Tyler Trent first met Purdue football coach Jeff Brohm and others outside the student entrance to Ross-Ade Stadium. Everyone who walks by or passes through the entrance will now know Trent's story.
Purdue on Wednesday renamed Gate E at the stadium as Gate T2, the Tyler Trent Student Gate, to honor the student and Boilermakers fan who inspired many during his fight against cancer. Trent died on Jan. 1 at age 20 from osteosarcoma, a type of bone cancer. Along with the new steel archway above Gate T2, which will be built before the 2019 season, will be a plaque with Trent's image that reads "Forever Our Captain" and explains his story and contributions to the university.
"We hope this will be an appropriate way for generations of fans -- and non-fans, for that matter -- to be reminded of what Tyler stood for," university president Mitch Daniels said during a ceremony Wednesday to unveil the memorial. "[He] personified the characteristics we want every Boilermaker, in some measure, to embody."
Trent's parents, Tony and Kelly, unveiled a picture of what the student entrance will look like after construction. Daniels said Mike Berghoff, Purdue's board chairman and president of the Lenex Steel Corporation, donated the steel to construct the new archway.
Purdue also announced that freshman Sean English is the first recipient of the Tyler Trent Courage and Resilience Award, a new scholarship named in Trent's honor to be awarded annually to an undergraduate who has encountered serious physical or similarly daunting adversity in the pursuit of higher education. English, a high school track star from Michigan, lost his right leg after a car struck him in April 2017 as he and his parents had stopped alongside Interstate 96 to help after spotting an overturned vehicle. English underwent more than a dozen surgeries on his leg but returned to run in his final high school track meet 13 months after the incident.

Records in a dataset
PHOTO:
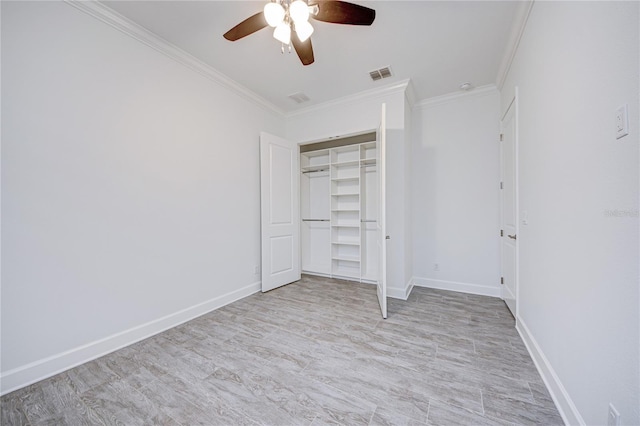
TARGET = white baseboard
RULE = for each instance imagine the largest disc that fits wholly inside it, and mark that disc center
(482, 290)
(401, 293)
(564, 403)
(39, 370)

**TASKS TO COMPLETE:**
[1] Quote the Tyler Trent article from "Tyler Trent first" to "know Trent's story.".
[2] In the Tyler Trent article, who donated the steel for the new archway over Gate T2?

**WRITTEN RESPONSES:**
[1]
Tyler Trent first met Purdue football coach Jeff Brohm and others outside the student entrance to Ross-Ade Stadium. Everyone who walks by or passes through the entrance will now know Trent's story.

[2] Mike Berghoff, Purdue's board chairman and president of the Lenex Steel Corporation.